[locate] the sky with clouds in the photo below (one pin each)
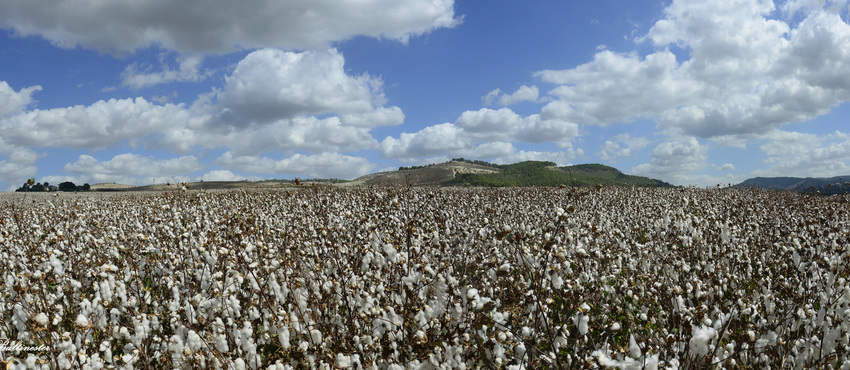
(693, 92)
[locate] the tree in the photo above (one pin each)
(67, 186)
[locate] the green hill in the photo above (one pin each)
(538, 173)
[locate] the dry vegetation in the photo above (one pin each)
(431, 278)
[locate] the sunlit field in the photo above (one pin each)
(399, 277)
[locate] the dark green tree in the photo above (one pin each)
(67, 186)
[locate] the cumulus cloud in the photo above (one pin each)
(225, 175)
(524, 93)
(673, 159)
(505, 124)
(324, 165)
(99, 125)
(622, 145)
(383, 116)
(303, 133)
(746, 73)
(17, 165)
(430, 141)
(12, 102)
(806, 155)
(132, 168)
(484, 126)
(204, 26)
(272, 84)
(138, 76)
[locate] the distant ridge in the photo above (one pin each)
(464, 172)
(822, 185)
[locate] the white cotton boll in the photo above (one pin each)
(343, 361)
(82, 320)
(193, 340)
(557, 281)
(283, 337)
(316, 335)
(700, 340)
(220, 343)
(634, 349)
(41, 319)
(175, 344)
(581, 322)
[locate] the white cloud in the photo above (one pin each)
(132, 168)
(304, 133)
(622, 145)
(806, 155)
(524, 93)
(272, 84)
(12, 102)
(617, 88)
(136, 76)
(379, 117)
(474, 128)
(671, 160)
(432, 140)
(504, 124)
(488, 121)
(724, 167)
(746, 73)
(324, 165)
(225, 175)
(99, 125)
(17, 166)
(203, 26)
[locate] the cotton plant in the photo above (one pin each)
(392, 277)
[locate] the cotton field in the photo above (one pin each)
(399, 277)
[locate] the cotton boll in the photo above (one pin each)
(699, 342)
(193, 341)
(634, 349)
(283, 337)
(343, 361)
(82, 321)
(41, 319)
(316, 335)
(581, 322)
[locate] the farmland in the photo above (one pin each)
(396, 277)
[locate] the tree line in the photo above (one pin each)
(30, 186)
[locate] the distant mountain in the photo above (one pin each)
(529, 173)
(823, 185)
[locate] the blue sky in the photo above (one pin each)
(690, 92)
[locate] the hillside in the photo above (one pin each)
(535, 173)
(823, 185)
(528, 173)
(435, 174)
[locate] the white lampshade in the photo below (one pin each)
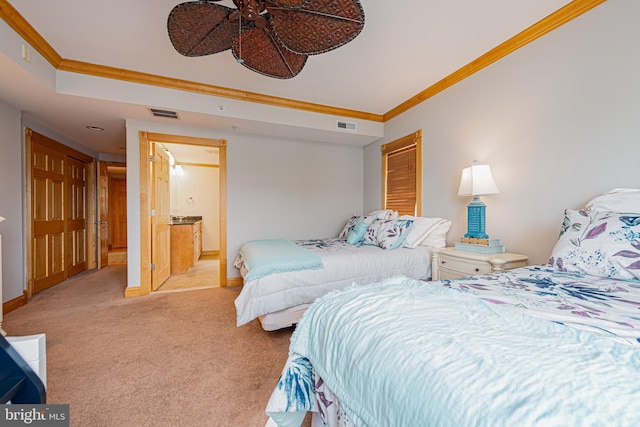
(477, 180)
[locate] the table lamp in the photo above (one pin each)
(476, 181)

■ ■ ■ ■ ■ ■ ■

▸ Prompt:
Rewrite all the records above, swapping "photo" for "image" throughout and changing nothing else. Leave out the pictures.

▸ Task response:
[locate] the sky with clouds in the image below (one pin each)
(693, 92)
[locate] the tree in the image above (one pin each)
(67, 186)
[locate] the green hill in the image above (one pin each)
(538, 173)
[locate] the dry vegetation in the image above (one pin each)
(431, 278)
[locate] the sunlit field in the image above (one pin each)
(399, 277)
[locate] the dark green tree in the image above (one pin each)
(67, 186)
[locate] the cumulus cloud in the image above (one pin each)
(225, 175)
(524, 93)
(673, 159)
(505, 124)
(324, 165)
(99, 125)
(622, 145)
(383, 116)
(303, 133)
(746, 73)
(17, 165)
(430, 141)
(12, 102)
(806, 155)
(132, 168)
(484, 126)
(204, 26)
(272, 84)
(138, 76)
[locate] the distant ridge in the image above (one pin each)
(464, 172)
(822, 185)
[locate] the white cotton boll in the image above (one pin each)
(343, 361)
(82, 320)
(193, 340)
(557, 281)
(283, 337)
(316, 335)
(700, 340)
(220, 343)
(634, 349)
(41, 319)
(175, 344)
(581, 322)
[locate] the white cloud in the image above (one pin each)
(132, 168)
(304, 133)
(622, 145)
(806, 155)
(524, 93)
(272, 84)
(12, 102)
(617, 88)
(136, 76)
(379, 117)
(474, 128)
(671, 160)
(432, 140)
(504, 124)
(488, 121)
(724, 167)
(746, 73)
(324, 165)
(225, 175)
(99, 125)
(17, 166)
(203, 26)
[locate] the cotton plant in the image above (one pin each)
(392, 277)
[locate] the cotton field in the image above (one pin each)
(399, 277)
[locate] the cotton boll in the image above (one pin each)
(699, 342)
(193, 341)
(634, 349)
(283, 337)
(343, 361)
(82, 321)
(41, 319)
(316, 335)
(581, 322)
[locate] the farmland in the image above (one pin each)
(396, 277)
[locate] the tree line in the image above (one pin each)
(30, 186)
[locate] the distant mountain in the image above (one pin each)
(529, 173)
(823, 185)
[locate] the blue sky in the image above (one pin each)
(690, 92)
[locate] the hillside in the image above (one pin each)
(535, 173)
(823, 185)
(528, 173)
(435, 174)
[locate] the white lampshade in the image below (one pin each)
(477, 180)
[locate] the table lamp in the image above (one pin each)
(476, 181)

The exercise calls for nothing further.